● Given problem 1
Copy the passage from the article on Fairfax County police pay below, between "The police department" and "who were hired.", inclusive.

● Document passage
--- Begin ---

Springfield District Supervisor Pat Herrity wants police to get paid more, citing concerns over vacancies and burnout.

In an email and during a Board of Supervisors meeting today (Tuesday), Herrity called for the county to allocate $20 million to increase salaries by 10% for Fairfax County Police Department employees with the rank of second lieutenant and below in the upcoming budget.

“While many factors have contributed to this challenge, including national climate, competitive compensation is a key factor that remains unaddressed in Fairfax County,” said Herrity, the lone Republican on the board. “Resignations in our police force in 2021 were more than double than they were in either 2017, 2018 or 2019.”

He said surrounding jurisdictions have invested more in compensation to address recruitment and retention and that many younger FCPD officers are leaving for other departments.

The police department told FFXnow last month that it has 1,353 sworn officers and 156 vacancies, with 25 recruits in the police academy and another group of 27 recruits who were hired.

Presented by County Executive Bryan Hill last month, the county’s nearly $4.8 billion proposed budget for fiscal year 2023 has nearly $80 million in discretionary spending. It includes 4% pay increases for all staff, with some groups, including uniformed responders, getting raises up to 7.8%.

A union representing Fairfax County police argued after the presentation that officers need a 15% increase to improve recruitment and retention, ABC7 reported.

“The compensation increases in the current package are a step in the right direction, but more needs to be done to stay competitive and attract and retain the best officers,” Herrity said.

Herrity said he’d later present ways to offset the increased compensation’s effect on the budget.

The discretionary spending amount assumes that the county keeps the property tax rate the same.

The board agreed today (Tuesday) to advertise a tax rate of $1.14 per $100 of assessed value. That’s the same as last year, but the county can still lower that rate before the fiscal year begins July 1.

Because of increasing assessments, property bills would increase if the rate stays the same.

“We can decrease it to any amount we decide…at $1.14 or lower than $1.14,” Board of Supervisors Chairman Jeff McKay said.

--- End ---

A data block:
--- Begin ---

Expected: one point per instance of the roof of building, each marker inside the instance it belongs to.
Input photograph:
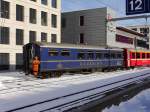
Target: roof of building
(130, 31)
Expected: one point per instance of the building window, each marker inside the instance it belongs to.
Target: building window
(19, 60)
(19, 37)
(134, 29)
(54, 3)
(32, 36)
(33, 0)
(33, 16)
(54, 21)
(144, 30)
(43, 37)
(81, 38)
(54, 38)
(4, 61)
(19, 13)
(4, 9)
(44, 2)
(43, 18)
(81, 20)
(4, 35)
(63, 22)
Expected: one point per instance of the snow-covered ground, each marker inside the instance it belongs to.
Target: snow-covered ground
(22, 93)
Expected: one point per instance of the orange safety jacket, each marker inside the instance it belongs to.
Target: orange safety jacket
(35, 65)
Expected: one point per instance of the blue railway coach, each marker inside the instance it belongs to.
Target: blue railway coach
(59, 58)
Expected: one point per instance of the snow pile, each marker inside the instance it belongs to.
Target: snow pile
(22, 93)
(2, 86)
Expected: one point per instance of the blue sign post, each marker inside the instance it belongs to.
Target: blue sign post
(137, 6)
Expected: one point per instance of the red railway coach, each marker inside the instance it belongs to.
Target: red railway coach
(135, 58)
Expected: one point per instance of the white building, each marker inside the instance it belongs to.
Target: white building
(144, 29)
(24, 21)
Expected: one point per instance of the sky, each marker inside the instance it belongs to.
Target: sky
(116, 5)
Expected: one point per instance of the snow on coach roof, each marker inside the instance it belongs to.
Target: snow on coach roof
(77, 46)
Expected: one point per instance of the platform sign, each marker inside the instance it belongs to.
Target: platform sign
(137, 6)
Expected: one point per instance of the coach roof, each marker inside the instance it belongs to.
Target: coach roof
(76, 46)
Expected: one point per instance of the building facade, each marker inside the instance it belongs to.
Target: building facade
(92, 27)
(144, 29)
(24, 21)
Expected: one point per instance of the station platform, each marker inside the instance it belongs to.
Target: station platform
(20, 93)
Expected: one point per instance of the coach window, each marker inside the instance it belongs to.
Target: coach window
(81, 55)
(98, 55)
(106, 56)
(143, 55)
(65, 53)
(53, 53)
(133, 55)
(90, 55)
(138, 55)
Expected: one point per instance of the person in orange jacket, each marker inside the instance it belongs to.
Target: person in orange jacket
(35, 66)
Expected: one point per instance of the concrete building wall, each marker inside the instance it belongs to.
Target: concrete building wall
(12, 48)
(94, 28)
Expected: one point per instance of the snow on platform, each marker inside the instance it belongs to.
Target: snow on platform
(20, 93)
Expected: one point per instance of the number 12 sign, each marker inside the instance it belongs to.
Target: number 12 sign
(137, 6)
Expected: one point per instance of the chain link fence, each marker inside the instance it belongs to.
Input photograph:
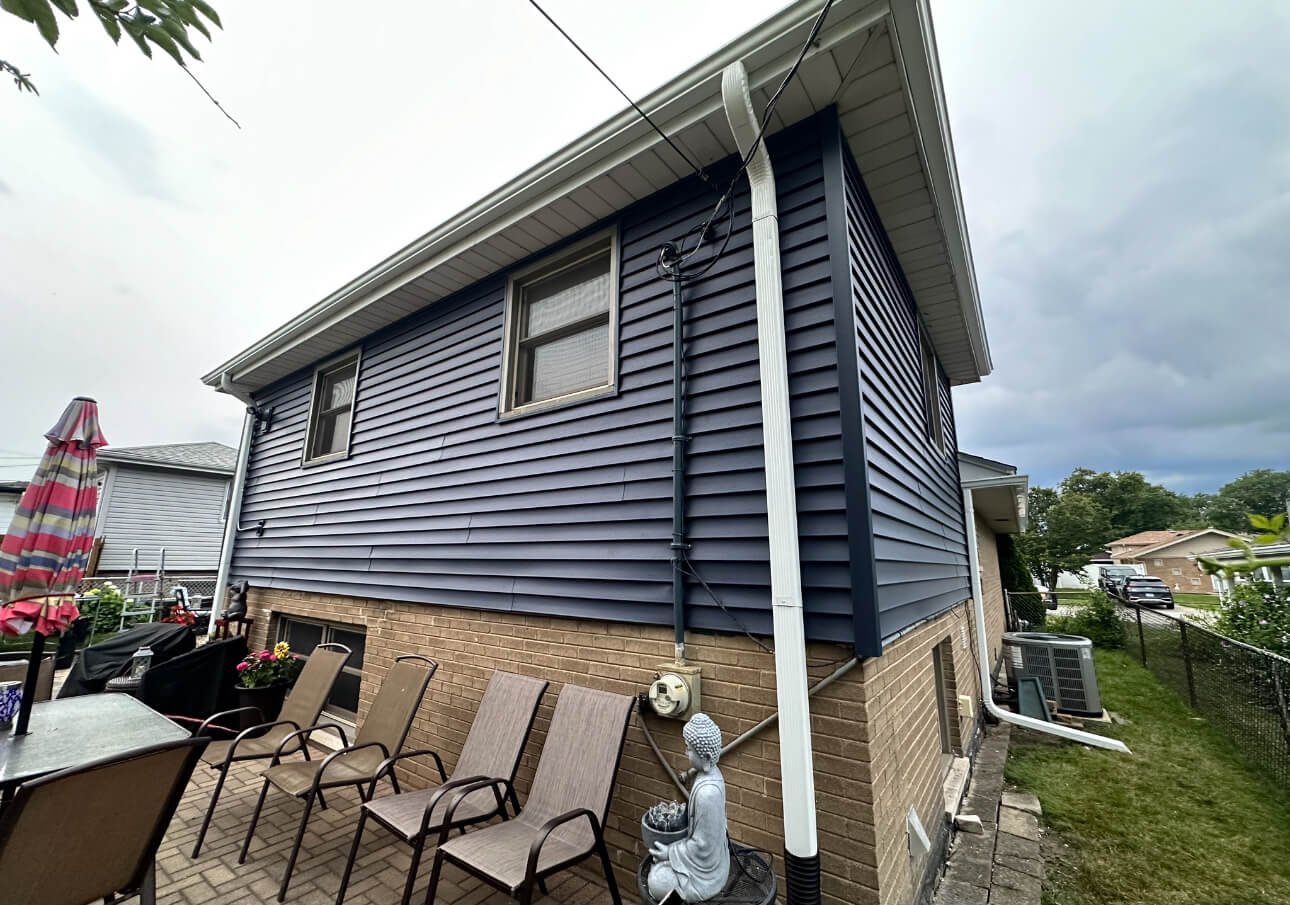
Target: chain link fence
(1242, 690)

--- End ---

● Given problem 2
How many lines in the rows above contain the string "white"? Reply with the number alone.

● Full answer 1
The police department told FFXnow last month that it has 1,353 sworn officers and 156 vacancies, with 25 recruits in the police academy and another group of 27 recruits who were hired.

● Full answer 2
2